__DESCRIZIONE ESERCIZIO__
Nel brano sul programma che impara a distinguere i poligoni, quanto tempo ci è voluto perché distinguesse un cerchio da un quadrato?

Ma quella cosa sicuramente darà dei risultati che ci lasceranno sorpresi. Nel mio piccolo tempo fa avevo preso ad insegnare ad un mio programma (che univa reti neurali a programmazione genetica) a distinguere i poligoni che disegnavo sullo schermo. Ovviamente la cosa è lunghissima, la programmazione genetica è molto lenta già di suo, immaginatela ripetuta per ogni “pensiero” che il programma genera. Ci sono voluti due mesi per fargli distinguere un cerchio da un quadrato. La cosa che mi ha sorpreso però è che il programma alla fine dava segni si squilibrio. Vedeva poligoni che non avevo nemmeno disegnato. Era schizzofrenico.

__DATI FORNITI__
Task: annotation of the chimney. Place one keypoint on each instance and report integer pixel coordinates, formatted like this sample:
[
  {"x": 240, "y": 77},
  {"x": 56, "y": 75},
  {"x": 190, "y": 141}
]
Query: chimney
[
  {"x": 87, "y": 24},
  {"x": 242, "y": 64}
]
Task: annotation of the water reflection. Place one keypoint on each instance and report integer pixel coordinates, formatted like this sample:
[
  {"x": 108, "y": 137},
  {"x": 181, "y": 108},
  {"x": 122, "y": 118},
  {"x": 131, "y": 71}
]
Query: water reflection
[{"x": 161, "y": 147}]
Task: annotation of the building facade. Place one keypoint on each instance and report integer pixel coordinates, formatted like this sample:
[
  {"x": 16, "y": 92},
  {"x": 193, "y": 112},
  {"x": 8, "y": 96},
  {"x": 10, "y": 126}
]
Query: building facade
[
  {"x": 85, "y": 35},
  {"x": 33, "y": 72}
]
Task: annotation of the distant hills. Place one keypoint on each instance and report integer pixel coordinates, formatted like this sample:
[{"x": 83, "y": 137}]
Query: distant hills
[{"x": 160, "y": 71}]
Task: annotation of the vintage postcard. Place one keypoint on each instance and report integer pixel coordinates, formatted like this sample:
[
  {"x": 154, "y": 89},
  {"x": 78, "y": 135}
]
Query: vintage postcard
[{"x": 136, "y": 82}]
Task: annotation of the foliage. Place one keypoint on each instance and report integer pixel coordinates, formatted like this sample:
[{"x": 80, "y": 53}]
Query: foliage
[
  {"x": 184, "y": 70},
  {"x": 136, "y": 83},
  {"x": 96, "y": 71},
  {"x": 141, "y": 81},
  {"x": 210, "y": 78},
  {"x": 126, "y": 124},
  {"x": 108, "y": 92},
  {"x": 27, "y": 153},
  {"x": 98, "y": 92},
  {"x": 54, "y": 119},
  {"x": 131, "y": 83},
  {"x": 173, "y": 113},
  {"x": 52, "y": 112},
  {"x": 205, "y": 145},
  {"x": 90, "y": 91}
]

__SOLUZIONE SCRITTA__
Due mesi.